--- Start ---

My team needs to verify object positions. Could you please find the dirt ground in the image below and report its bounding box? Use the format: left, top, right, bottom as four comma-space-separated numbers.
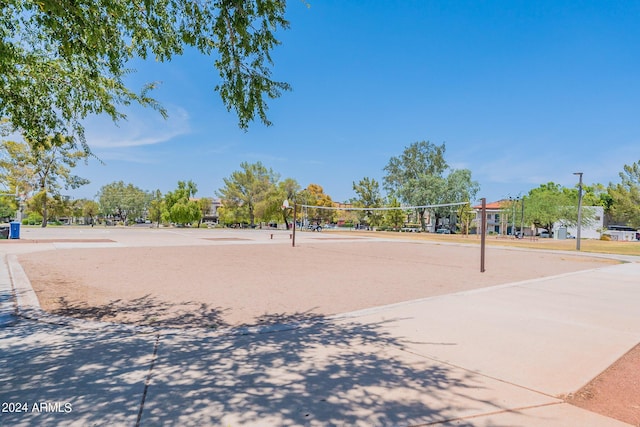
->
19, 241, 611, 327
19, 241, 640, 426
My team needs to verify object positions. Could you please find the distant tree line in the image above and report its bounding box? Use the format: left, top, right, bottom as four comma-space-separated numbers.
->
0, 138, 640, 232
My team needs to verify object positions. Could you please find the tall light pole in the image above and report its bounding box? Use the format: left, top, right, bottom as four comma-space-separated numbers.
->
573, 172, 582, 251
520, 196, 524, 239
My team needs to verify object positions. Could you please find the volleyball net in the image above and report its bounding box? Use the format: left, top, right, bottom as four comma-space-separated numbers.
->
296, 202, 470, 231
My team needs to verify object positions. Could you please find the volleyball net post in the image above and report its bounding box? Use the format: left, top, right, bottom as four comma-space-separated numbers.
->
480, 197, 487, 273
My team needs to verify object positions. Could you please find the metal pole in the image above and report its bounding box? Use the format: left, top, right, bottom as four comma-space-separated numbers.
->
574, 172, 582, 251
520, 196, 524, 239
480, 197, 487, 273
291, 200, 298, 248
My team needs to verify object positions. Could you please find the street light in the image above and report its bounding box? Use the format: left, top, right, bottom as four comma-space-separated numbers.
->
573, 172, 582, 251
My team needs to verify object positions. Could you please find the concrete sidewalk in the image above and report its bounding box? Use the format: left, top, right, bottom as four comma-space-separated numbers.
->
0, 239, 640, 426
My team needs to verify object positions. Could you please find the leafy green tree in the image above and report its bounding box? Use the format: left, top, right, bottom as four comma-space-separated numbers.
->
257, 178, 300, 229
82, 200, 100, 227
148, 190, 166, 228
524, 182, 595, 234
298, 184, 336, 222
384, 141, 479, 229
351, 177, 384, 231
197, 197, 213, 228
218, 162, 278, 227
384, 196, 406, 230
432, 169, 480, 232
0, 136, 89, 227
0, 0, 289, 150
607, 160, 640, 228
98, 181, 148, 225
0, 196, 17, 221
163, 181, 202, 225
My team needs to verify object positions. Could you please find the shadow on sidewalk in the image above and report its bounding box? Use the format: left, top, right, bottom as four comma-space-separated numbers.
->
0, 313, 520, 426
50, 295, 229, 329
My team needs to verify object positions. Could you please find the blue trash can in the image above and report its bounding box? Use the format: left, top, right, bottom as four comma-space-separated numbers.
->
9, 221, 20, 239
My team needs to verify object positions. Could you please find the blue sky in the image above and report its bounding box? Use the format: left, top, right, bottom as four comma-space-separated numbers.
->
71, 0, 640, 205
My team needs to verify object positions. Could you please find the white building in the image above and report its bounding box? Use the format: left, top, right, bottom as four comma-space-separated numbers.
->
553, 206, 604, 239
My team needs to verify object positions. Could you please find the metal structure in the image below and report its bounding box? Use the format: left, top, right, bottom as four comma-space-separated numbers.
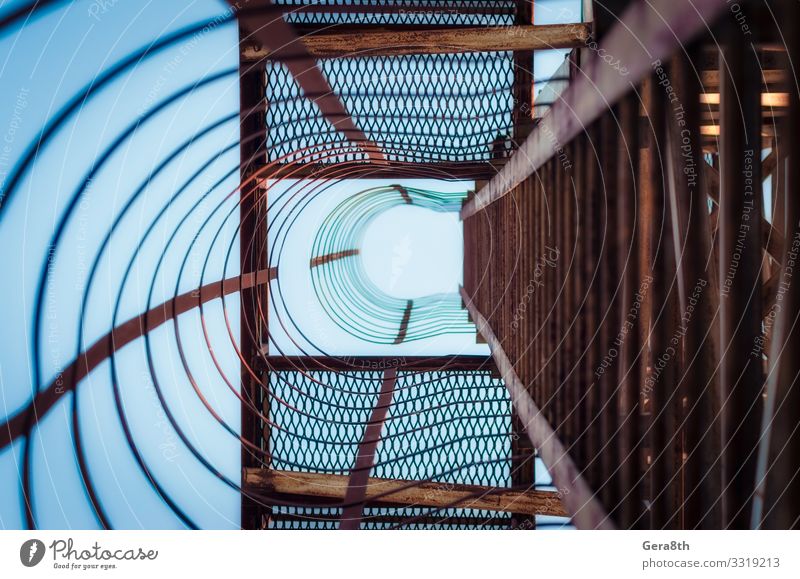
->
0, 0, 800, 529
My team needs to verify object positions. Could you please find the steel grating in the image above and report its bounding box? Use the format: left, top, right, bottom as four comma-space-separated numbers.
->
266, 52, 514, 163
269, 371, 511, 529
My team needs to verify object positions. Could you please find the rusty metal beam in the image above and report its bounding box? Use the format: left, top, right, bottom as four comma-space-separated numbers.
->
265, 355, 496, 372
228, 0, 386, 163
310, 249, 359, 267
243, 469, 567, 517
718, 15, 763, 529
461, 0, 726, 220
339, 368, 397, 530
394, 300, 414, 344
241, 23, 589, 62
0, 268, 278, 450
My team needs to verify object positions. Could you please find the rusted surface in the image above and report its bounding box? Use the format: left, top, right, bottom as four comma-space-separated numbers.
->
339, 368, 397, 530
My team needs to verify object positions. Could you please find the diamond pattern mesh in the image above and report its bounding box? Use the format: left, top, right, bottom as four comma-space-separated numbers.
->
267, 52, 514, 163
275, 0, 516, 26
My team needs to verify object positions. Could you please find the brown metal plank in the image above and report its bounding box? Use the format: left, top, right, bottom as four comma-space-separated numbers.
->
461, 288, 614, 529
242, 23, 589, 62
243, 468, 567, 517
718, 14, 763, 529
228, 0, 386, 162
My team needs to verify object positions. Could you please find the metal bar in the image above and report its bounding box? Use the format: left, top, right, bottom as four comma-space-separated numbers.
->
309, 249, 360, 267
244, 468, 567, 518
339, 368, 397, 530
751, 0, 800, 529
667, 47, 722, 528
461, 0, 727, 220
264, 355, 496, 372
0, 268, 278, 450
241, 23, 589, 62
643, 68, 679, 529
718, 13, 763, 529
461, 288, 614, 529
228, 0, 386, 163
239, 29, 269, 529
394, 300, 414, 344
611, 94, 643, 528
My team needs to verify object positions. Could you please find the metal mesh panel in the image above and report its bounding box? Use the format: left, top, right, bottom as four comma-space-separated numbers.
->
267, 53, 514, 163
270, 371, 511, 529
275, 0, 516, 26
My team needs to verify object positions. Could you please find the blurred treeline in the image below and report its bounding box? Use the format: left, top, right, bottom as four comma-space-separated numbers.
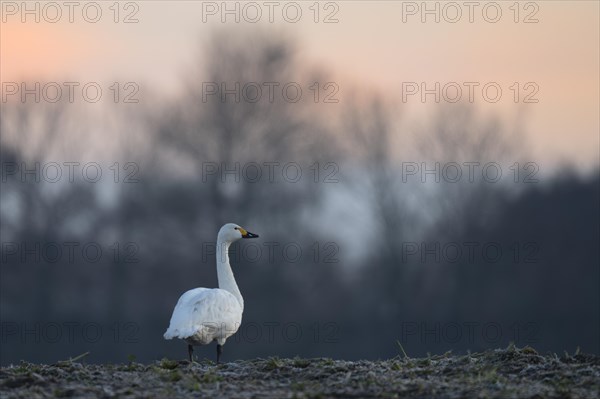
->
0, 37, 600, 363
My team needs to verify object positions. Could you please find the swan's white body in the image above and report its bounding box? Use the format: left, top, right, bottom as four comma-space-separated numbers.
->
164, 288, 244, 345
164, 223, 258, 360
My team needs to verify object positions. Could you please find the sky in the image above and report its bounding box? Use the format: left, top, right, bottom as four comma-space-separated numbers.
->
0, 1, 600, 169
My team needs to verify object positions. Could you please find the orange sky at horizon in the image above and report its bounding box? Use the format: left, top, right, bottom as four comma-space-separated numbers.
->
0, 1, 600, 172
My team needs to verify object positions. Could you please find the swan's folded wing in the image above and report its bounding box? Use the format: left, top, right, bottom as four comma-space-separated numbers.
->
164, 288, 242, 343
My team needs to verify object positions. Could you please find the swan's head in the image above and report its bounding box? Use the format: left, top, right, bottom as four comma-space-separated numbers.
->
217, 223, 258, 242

--- End ---

- **Task goal**: Print all of the entries above word for word, omitting the pictures.

- **Solution for this problem**:
My team needs to verify object positions. Could you please find the dirt ground in the image below and report its bounding box? Use the format: left, top, right, bottom as four comma-space-separated numbers.
->
19, 241, 611, 327
19, 241, 640, 426
My team needs to verify object positions. Could you please find the distant tree line in the image above and report its bounding box? Use the format: left, top, right, bottom as four comma-space-separated numbers.
->
0, 138, 640, 232
My team needs to verify object positions. Could you please find the tall light pole in the image above and report its bounding box? Use the format: left, top, right, bottom as four comma-space-separated numbers.
->
573, 172, 582, 251
520, 196, 524, 239
My team needs to verify object positions. Could you please find the volleyball net in the image above and report its bounding box? Use the format: left, top, right, bottom as four comma-space-separated numbers.
->
296, 202, 470, 231
My team needs to verify object positions. Could you please find the volleyball net post in the image above and report its bounding box? Use the format: left, top, right, bottom as four comma-space-separated numbers.
->
480, 197, 487, 273
My team needs to verify object positions. Could you please find the metal pole in the image above and report its bounding box? Use the format: left, top, right, bottom as four comma-space-separated numbers.
->
574, 172, 582, 251
520, 196, 524, 239
480, 197, 487, 273
291, 200, 298, 248
My team needs to verify object positions. Could you please find the street light in the image above and report its bounding box? Use the format: left, top, right, bottom as four comma-space-separated numbers.
->
573, 172, 582, 251
My team needs to verify object positions. Could you please find the concrete sidewalk in the image above and report its bounding box? Use the format: left, top, right, bottom as four comma-space-separated numbers.
->
0, 239, 640, 426
My team needs to verify object positions. Could you please find the leafy green tree in the image above and report its bounding box? Use the format: left, top, right, bottom as four comma-space-separated numbers.
->
257, 178, 300, 229
82, 200, 100, 227
148, 190, 166, 228
524, 182, 595, 234
298, 184, 336, 222
384, 141, 479, 229
351, 177, 384, 231
197, 197, 213, 228
218, 162, 278, 227
384, 196, 406, 230
432, 169, 480, 232
0, 136, 89, 227
0, 0, 289, 150
607, 160, 640, 228
98, 181, 148, 225
0, 196, 17, 221
163, 181, 202, 225
My team needs to verify object positions. Could you please find the shadow on sidewalk in the image above and report its bounding box? Use the format: left, top, right, bottom as four comma-space-separated numbers.
->
0, 313, 520, 426
50, 295, 229, 329
My team needs to verify object positions. Could you please find the blue trash can in the image above and report its bounding box? Use the format: left, top, right, bottom as four comma-space-separated numbers.
->
9, 221, 20, 239
My team needs to verify object positions. Could you please find the blue sky in the image above and report its bounding box? Use the format: left, top, right, bottom as four comma-space-separated numbers.
->
71, 0, 640, 205
My team needs to verify object positions. Could you please find the white building in the image above and report its bounding box? Use the format: left, top, right, bottom as four comma-space-separated numbers.
->
553, 206, 604, 239
My team needs to verify object positions. Could you please find the metal structure in the image below and report its bounding box? Use the format: left, top, right, bottom as four comma-space-separated numbers.
->
0, 0, 800, 529
My team needs to verify object positions. Could you please find the steel grating in the image above and report its bounding box? Use the format: left, top, right, bottom as four comma-space-separated numbers.
->
266, 52, 514, 163
269, 371, 511, 529
My team needs to verify object positions. Could you please find the rusty metal beam in the image above and report its bounding box? Use the format: left, top, right, bottom as four comma-space-separated numbers.
->
265, 355, 496, 372
228, 0, 386, 163
310, 249, 359, 267
243, 469, 567, 517
718, 15, 763, 529
461, 0, 726, 220
339, 368, 397, 530
394, 300, 414, 344
241, 23, 589, 62
0, 268, 278, 450
My team needs to verify object positions. Could you please find the rusted surface in the image above and report its bounding box? Use the format: left, top, right, bottom as four comma-space-separated numbers.
->
339, 368, 397, 530
My team needs to verify object positions. Could you please find the diamond pattern mesh in the image above and report its bounding box? Use the format: left, top, right, bottom as four comma-space-separated numbers.
->
267, 52, 514, 163
275, 0, 516, 26
My team needs to verify object positions. Could you please find the brown metal plank in the image above and report its bounding box? Use the format: left, top, right, bottom as four comma-space-separated numbers.
->
461, 288, 614, 529
242, 23, 589, 62
243, 468, 567, 517
718, 14, 763, 529
228, 0, 386, 162
My team needs to verify object positions. Could you please find the metal bar in the image above and report its bounding box? Use the format: left, top, right, bottom as four comma-space-separated numbers.
->
309, 249, 360, 267
244, 468, 567, 518
339, 368, 397, 530
751, 0, 800, 529
667, 47, 722, 528
461, 0, 727, 220
264, 355, 496, 372
0, 268, 278, 450
241, 23, 589, 62
643, 68, 679, 529
718, 13, 763, 529
461, 288, 614, 529
228, 0, 386, 163
239, 29, 269, 529
394, 300, 414, 344
611, 94, 643, 528
My team needs to verify object positions. Could you please find the metal mesh panel in the image above and report its bounding box? Use the format: left, top, right, bottom as four comma-space-separated numbers.
->
267, 53, 514, 163
270, 371, 511, 529
275, 0, 516, 26
My team needs to verify object positions. Could you please find the blurred treeline in the image below and report its bounding box? Use the format: left, top, right, bottom as four comma-space-separated numbers.
->
0, 37, 600, 363
My team needs to verify object positions. Could you please find the swan's white body in the image above and report its bounding box? Use the format: left, top, right, bottom as four comma-space-separated numbers.
->
164, 288, 244, 345
164, 223, 258, 360
My team needs to verify object positions. Could you please find the sky in the image above and report its bounding box? Use the format: left, top, right, bottom as four comma-space-separated numbers.
->
0, 1, 600, 169
My team needs to verify object positions. Could you please find the orange sky at horizon in the image above and report its bounding box? Use the format: left, top, right, bottom as four comma-space-separated numbers.
->
0, 1, 600, 172
My team needs to verify object positions. Could you please find the swan's folded wing in the image above and report its bounding box? Use the format: left, top, right, bottom as four comma-space-separated numbers.
->
164, 288, 242, 343
My team needs to verify object positions. Could you please find the swan's head in the image above and report its bounding box? Use the format: left, top, right, bottom as four comma-space-separated numbers.
->
217, 223, 258, 242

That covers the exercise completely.